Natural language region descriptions
#####

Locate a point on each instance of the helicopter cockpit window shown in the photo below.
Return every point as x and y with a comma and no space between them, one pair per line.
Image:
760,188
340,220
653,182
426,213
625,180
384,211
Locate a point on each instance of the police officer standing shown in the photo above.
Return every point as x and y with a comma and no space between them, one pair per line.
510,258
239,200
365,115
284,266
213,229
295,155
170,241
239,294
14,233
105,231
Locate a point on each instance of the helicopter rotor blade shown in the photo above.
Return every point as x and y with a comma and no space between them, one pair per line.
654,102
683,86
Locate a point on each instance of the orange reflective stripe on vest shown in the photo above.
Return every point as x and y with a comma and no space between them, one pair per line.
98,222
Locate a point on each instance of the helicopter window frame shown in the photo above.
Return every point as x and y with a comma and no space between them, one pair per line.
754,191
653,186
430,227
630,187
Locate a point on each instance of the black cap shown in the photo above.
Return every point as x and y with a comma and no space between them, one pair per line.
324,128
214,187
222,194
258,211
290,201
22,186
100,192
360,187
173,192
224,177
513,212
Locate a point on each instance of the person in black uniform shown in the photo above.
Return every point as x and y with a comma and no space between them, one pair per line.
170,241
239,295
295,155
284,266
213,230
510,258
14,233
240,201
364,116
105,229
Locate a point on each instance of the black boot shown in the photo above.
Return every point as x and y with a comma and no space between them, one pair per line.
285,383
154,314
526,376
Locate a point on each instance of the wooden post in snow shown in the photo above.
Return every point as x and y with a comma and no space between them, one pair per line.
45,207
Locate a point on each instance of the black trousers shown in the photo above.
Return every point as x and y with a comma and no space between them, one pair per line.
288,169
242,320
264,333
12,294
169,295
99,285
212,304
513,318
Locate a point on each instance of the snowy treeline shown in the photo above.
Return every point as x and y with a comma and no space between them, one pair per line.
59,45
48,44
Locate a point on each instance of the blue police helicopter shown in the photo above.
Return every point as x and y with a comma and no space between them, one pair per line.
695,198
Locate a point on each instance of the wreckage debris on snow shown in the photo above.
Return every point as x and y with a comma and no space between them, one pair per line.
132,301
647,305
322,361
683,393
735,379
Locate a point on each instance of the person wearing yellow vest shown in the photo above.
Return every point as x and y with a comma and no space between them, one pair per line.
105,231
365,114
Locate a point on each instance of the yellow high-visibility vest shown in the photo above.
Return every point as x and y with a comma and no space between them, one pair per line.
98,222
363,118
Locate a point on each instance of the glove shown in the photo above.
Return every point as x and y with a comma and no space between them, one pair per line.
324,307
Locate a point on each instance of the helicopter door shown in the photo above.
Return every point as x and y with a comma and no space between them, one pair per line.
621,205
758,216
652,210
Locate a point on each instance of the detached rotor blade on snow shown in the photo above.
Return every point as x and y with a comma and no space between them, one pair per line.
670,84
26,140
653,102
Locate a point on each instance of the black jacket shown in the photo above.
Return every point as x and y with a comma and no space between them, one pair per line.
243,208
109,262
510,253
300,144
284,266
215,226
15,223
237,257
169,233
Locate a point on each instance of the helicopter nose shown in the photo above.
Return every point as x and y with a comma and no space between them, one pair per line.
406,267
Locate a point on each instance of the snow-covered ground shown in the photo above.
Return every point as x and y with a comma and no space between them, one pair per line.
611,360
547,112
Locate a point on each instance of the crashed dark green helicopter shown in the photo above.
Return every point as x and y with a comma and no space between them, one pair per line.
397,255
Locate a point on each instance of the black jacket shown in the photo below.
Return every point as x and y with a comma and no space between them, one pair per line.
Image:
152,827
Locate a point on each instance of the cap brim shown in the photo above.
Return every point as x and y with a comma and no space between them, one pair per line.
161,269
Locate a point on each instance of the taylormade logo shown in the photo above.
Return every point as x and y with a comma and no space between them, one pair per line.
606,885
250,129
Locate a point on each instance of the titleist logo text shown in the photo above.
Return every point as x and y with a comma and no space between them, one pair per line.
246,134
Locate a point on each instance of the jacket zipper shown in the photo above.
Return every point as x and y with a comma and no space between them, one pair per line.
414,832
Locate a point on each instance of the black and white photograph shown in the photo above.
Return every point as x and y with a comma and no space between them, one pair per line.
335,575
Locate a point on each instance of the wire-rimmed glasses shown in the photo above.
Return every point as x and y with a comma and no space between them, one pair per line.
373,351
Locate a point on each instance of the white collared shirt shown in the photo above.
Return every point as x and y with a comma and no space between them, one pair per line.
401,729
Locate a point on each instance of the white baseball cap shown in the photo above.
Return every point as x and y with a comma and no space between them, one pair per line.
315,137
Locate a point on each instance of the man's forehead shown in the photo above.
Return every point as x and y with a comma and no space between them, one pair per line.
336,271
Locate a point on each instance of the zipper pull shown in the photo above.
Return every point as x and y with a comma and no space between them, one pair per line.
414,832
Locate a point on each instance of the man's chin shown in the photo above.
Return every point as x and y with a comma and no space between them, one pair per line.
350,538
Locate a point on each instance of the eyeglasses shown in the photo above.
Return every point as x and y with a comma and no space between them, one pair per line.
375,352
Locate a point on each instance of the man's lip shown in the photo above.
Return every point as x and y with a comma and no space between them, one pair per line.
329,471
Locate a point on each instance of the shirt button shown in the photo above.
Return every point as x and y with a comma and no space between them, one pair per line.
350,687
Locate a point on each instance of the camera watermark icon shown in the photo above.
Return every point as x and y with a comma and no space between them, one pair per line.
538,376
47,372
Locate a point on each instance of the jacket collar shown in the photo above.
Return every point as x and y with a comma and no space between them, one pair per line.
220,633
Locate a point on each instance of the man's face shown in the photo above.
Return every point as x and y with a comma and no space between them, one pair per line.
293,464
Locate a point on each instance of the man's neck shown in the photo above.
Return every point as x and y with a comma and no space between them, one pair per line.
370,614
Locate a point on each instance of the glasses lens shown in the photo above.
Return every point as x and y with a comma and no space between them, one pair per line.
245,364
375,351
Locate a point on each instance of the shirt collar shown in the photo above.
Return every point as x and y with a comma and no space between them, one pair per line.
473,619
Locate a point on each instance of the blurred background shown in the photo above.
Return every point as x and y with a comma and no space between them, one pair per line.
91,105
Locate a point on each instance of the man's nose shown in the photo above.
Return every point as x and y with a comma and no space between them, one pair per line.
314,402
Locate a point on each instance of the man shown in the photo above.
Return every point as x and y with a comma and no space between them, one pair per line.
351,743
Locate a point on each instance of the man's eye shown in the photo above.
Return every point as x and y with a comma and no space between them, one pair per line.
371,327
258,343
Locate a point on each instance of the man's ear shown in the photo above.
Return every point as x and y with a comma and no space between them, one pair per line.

#####

WORK REQUIRED: Scan the entries above, and wherever a line holds the string "person", copy it.

RESULT:
Locate a point on each instance of the person in black uniform shown in the photo above.
Locate a point on each instance of the person wearing yellow vest shown in the photo above.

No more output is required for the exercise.